> PASSAGE GIVEN
⁂

In school, I was taught to trust in the greatness of America. I was taught to believe I lived in a democracy, that the option to vote granted me access to a democratic society. For years, I questioned the legitimacy of this widely accepted fallacy. I never heard a president espouse viewpoints that, at the very least, offered long-term solutions to reconcile the vast needs of America’s most vulnerable citizenry (here citizenry refers to any and everyone that lives in the U.S.). I never saw a president that looked like me. I was led to believe my apprehensions were naïve, a consequence of my youthfulness. I would come to learn that this was a common excuse offered by adults unwilling to explore historical realities.

But I was still hopeful. And in 2008, I took my hope to the voting booth.

The first time I voted, I was filled with inherited pride. Finally, I had the opportunity to contribute to the political landscape in the nation of my birth, and I was thrilled. I was in my senior year of college and was engaging in discussions daily that challenged me to decode and deconstruct messages in televised news, newspapers, radio, and classrooms. As I prepared to cast my first vote ever in the 2008 presidential election, I felt the faint footsteps of my ancestors beating within me. This was an obligation, I thought. My ancestors have stained the streets, trees, and fields with the blood of their bodies for my right to vote. So I must cast it intentionally. I must not let their collective struggle be in vain.

At the same time, through my coursework, I was beginning to learn about the striking similarities between both the Democratic and Republican Parties, and what I learned was alarming. Both parties have been responsible for: restricting educational funding; defunding welfare initiatives; pushing standardized assessments; high rates of deportation; mass incarceration of Black and Brown peoples; supporting zero tolerance policies that disproportionately suspend and expel youth of color; aggressively increasing defense spending; remaining in a perpetual state of war and unrest; backing the militarization of law enforcement agencies; overlooking the importance of free universal healthcare; monitoring Americans’ private lives; and refusing to redress historical and ongoing injustices systems of oppression have imposed on Black people and other people of color in the United States. When examining our so-called democratic, two-party system from this lens the parties don’t seem so distinct.

⁂

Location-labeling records

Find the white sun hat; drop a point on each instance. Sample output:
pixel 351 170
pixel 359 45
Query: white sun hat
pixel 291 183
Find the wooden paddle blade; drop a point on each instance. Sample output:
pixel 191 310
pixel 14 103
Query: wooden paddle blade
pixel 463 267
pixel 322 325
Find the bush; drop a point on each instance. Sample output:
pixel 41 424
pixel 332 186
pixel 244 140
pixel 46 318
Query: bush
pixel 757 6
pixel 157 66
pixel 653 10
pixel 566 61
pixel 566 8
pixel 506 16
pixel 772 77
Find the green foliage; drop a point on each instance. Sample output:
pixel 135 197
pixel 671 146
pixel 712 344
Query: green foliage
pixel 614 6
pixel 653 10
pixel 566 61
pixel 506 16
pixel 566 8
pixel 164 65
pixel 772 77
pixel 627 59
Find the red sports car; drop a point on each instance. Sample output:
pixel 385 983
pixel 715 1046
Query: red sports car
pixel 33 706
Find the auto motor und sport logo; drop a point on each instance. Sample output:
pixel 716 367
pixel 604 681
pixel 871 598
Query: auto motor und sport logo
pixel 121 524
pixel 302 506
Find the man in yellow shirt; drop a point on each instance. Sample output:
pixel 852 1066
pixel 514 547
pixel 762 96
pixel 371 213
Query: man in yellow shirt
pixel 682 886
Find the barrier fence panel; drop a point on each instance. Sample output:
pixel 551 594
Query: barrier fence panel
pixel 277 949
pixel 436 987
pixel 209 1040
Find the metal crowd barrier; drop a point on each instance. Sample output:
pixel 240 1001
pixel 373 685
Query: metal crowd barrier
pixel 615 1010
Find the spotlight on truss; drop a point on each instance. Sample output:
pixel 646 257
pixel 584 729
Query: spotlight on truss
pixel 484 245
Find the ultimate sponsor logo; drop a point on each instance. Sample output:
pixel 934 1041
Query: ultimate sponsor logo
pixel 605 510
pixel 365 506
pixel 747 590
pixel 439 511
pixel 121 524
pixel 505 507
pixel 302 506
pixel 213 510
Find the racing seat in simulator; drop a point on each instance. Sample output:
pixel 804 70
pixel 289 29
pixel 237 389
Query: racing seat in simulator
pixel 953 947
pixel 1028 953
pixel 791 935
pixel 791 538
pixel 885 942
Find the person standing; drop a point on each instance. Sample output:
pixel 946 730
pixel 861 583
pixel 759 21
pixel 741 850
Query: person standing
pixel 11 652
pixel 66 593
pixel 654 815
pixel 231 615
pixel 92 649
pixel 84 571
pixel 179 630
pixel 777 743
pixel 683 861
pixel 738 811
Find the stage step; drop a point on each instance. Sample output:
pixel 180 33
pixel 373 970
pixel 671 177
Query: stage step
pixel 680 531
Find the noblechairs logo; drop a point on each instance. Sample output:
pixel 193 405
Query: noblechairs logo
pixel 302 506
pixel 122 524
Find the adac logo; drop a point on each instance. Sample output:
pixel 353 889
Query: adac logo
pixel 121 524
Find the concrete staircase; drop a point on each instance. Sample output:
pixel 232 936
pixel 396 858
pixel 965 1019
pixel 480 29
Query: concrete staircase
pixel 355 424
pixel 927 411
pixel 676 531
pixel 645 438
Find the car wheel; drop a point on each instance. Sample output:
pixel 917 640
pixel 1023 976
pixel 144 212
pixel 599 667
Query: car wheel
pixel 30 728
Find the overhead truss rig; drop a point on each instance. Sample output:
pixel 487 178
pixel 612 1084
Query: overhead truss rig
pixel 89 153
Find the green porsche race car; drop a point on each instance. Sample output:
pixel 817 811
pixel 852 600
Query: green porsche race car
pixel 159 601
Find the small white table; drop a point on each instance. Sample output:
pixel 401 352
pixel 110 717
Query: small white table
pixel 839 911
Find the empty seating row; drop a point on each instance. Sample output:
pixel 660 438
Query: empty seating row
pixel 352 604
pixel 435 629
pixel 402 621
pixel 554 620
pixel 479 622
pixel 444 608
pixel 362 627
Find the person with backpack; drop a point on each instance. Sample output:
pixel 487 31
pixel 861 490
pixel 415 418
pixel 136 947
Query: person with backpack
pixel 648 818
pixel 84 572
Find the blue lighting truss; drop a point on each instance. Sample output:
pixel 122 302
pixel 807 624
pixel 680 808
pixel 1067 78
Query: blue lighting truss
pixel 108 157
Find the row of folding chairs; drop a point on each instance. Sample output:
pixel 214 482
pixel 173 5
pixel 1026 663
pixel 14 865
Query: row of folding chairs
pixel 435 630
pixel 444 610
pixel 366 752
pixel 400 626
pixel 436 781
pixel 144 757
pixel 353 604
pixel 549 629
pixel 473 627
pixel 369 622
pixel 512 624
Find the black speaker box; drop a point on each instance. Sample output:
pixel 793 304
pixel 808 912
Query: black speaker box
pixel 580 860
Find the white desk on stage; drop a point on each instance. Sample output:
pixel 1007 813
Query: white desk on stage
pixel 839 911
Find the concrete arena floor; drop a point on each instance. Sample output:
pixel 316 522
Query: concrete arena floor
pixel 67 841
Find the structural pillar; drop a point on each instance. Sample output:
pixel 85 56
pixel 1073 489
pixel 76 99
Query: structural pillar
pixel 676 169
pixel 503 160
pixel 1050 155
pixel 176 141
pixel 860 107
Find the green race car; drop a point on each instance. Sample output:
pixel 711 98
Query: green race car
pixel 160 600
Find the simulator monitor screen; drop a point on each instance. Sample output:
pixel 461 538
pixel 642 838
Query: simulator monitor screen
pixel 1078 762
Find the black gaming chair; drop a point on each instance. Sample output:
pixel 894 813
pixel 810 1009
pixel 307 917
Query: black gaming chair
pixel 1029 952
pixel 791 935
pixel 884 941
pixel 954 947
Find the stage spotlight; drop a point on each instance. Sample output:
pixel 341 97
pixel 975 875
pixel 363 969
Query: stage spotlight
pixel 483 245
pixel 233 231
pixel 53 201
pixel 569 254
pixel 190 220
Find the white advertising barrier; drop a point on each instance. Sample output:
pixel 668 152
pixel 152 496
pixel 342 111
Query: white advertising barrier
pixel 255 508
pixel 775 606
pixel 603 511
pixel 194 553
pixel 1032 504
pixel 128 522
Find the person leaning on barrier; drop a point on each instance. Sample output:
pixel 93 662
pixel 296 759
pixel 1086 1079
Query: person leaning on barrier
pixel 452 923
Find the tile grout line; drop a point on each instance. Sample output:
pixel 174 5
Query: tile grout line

⁂

> PROBLEM DETAILS
Copy the passage above on casting a first vote in 2008 word for word, from start to end.

> COMPLETE ANSWER
In school, I was taught to trust in the greatness of America. I was taught to believe I lived in a democracy, that the option to vote granted me access to a democratic society. For years, I questioned the legitimacy of this widely accepted fallacy. I never heard a president espouse viewpoints that, at the very least, offered long-term solutions to reconcile the vast needs of America’s most vulnerable citizenry (here citizenry refers to any and everyone that lives in the U.S.). I never saw a president that looked like me. I was led to believe my apprehensions were naïve, a consequence of my youthfulness. I would come to learn that this was a common excuse offered by adults unwilling to explore historical realities.

But I was still hopeful. And in 2008, I took my hope to the voting booth.

The first time I voted, I was filled with inherited pride. Finally, I had the opportunity to contribute to the political landscape in the nation of my birth, and I was thrilled. I was in my senior year of college and was engaging in discussions daily that challenged me to decode and deconstruct messages in televised news, newspapers, radio, and classrooms. As I prepared to cast my first vote ever in the 2008 presidential election, I felt the faint footsteps of my ancestors beating within me. This was an obligation, I thought. My ancestors have stained the streets, trees, and fields with the blood of their bodies for my right to vote. So I must cast it intentionally. I must not let their collective struggle be in vain.

At the same time, through my coursework, I was beginning to learn about the striking similarities between both the Democratic and Republican Parties, and what I learned was alarming. Both parties have been responsible for: restricting educational funding; defunding welfare initiatives; pushing standardized assessments; high rates of deportation; mass incarceration of Black and Brown peoples; supporting zero tolerance policies that disproportionately suspend and expel youth of color; aggressively increasing defense spending; remaining in a perpetual state of war and unrest; backing the militarization of law enforcement agencies; overlooking the importance of free universal healthcare; monitoring Americans’ private lives; and refusing to redress historical and ongoing injustices systems of oppression have imposed on Black people and other people of color in the United States. When examining our so-called democratic, two-party system from this lens the parties don’t seem so distinct.